# DOCUMENT TEXT

━━━━━━━━

SPECIAL EVENT REDEMPTION
 
     Upon the occurrence and continuation of a Special Event, the Company has
the right, subject to any necessary prior approval of the Federal Reserve, to
redeem the Junior Subordinated Debentures in whole (but not in part) at the
redemption price described in the Indenture within 90 days following the
occurrence of such Special Event and thereby cause a mandatory redemption of the
Capital Securities and Common Securities. A "Special Event" means a Tax Event, a
Regulatory Capital Event or an Investment Company Event (each as defined
herein).
 
LIQUIDATION DISTRIBUTION OF JUNIOR SUBORDINATED DEBENTURES
 
     Upon the occurrence and continuation of a Special Event the Company will
have the right, subject to any necessary prior approval of the Federal Reserve,
to terminate the Trust and cause the Junior Subordinated Debentures to be
distributed to the holders of the Capital Securities and the Common Securities
in liquidation of the Trust. In addition, upon liquidation of the Trust and
certain other events, the Junior Subordinated Debentures may be distributed to
such holders. Under current United States federal income tax law and
interpretations thereof and assuming, as expected, the Trust is treated as a
grantor trust for United States federal income tax purposes, a distribution by
the Trust of the Junior Subordinated Debentures pursuant to a liquidation of the
Trust will not be a taxable event to the Trust or to holders of the Capital
Securities and will result in a holder of the Capital Securities receiving
directly such holder's pro rata share of the Junior Subordinated Debentures
(previously held indirectly through the Trust). If, however, the liquidation of
the Trust were to occur because the Trust is subject to United States federal
income tax with respect to income accrued or received on the Junior Subordinated
Debentures as a result of the occurrence of a Tax Event or otherwise, the
distribution of Junior Subordinated Debentures to holders of the Capital
Securities by the Trust could be a taxable event to the Trust and each holder,
and holders of the Capital Securities could then be required to recognize gain
or loss as if they had exchanged their Capital Securities for the Junior
Subordinated Debentures they received upon the liquidation of the Trust. See
"Certain United States Federal Income Tax Consequences -- Distribution of Junior
Subordinated Debentures or Cash Upon Liquidation of the Trust."

━━━━━━━━

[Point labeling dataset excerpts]
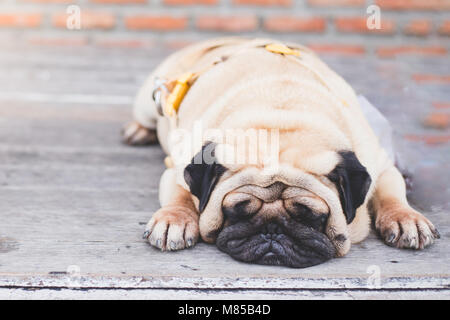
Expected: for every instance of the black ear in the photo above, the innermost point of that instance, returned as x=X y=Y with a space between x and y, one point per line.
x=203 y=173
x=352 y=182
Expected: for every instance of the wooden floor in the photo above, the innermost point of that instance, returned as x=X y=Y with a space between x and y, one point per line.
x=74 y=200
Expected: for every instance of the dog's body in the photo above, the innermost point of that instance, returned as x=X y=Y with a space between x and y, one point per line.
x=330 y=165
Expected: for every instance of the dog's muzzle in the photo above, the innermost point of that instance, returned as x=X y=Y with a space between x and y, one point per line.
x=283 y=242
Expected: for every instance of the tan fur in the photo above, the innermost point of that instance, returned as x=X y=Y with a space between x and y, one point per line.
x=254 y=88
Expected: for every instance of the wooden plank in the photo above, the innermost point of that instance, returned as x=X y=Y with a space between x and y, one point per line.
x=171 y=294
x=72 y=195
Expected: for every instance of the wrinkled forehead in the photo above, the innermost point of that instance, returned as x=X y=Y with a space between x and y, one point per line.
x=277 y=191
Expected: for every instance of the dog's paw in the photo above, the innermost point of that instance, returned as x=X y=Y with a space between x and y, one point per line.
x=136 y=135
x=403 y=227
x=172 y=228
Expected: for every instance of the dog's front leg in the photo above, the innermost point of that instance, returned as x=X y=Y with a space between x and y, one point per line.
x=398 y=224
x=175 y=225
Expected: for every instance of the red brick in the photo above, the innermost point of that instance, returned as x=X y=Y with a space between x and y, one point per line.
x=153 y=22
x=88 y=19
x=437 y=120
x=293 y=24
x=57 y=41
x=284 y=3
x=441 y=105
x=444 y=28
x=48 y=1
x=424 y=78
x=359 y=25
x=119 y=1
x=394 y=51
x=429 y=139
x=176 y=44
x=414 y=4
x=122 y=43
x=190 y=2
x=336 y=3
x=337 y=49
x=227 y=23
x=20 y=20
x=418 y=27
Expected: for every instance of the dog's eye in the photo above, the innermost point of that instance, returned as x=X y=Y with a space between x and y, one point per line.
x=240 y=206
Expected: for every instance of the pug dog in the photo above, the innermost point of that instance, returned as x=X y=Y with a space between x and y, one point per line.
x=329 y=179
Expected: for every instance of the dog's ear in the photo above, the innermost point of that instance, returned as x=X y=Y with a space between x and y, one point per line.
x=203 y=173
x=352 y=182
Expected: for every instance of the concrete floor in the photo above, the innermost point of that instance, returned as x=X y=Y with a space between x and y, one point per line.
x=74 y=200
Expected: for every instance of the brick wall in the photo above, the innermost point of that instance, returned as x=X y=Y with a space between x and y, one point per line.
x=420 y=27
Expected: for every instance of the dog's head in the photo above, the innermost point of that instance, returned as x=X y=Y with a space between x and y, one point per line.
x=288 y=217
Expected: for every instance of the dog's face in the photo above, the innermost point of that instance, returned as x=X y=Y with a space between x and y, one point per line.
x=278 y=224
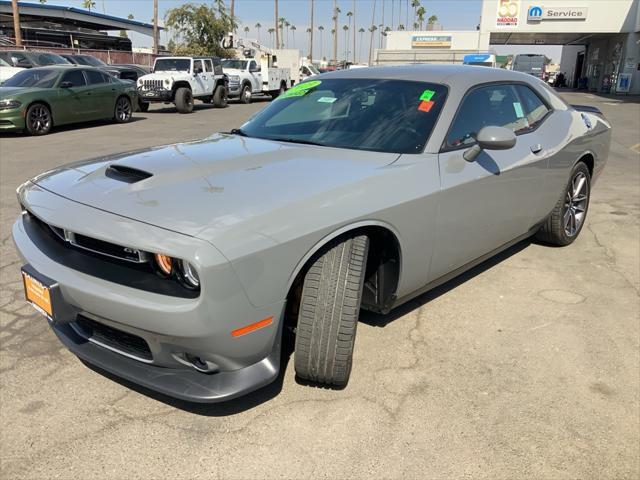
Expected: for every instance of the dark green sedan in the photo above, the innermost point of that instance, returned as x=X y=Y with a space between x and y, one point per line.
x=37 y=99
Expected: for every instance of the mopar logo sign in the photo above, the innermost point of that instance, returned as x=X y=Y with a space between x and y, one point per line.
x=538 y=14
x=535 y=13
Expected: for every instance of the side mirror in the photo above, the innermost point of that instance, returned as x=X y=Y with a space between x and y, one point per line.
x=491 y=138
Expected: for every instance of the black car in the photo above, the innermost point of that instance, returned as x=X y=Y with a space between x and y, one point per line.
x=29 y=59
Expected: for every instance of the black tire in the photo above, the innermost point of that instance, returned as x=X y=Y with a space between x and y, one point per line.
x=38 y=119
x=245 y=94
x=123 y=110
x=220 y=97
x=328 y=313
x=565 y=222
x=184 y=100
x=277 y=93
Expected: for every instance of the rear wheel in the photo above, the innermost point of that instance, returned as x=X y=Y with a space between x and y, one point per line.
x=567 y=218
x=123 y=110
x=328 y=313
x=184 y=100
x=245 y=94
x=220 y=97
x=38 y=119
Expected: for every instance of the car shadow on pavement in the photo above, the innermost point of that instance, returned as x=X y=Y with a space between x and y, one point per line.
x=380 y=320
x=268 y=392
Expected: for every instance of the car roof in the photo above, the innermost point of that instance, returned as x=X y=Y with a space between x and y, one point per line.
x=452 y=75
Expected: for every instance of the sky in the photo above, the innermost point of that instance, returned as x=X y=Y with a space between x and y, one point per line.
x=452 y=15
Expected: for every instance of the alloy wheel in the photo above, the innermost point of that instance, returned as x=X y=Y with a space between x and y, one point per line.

━━━━━━━━

# WRITTEN REQUEST
Please summarize the debenture passage above in two sentences.

# RESULT OF THIS TASK
When a Special Event (a Tax Event, Regulatory Capital Event or Investment Company Event) occurs and continues, the Company may, subject to any necessary Federal Reserve approval, either redeem the Junior Subordinated Debentures in whole within 90 days, causing a mandatory redemption of the Capital Securities and Common Securities, or terminate the Trust and distribute the debentures to holders of those securities. Under current federal income tax law, and assuming the Trust is treated as a grantor trust, such a distribution would not be a taxable event, but it could be taxable to the Trust and each holder if the liquidation happens because the Trust is subject to federal income tax on income from the debentures.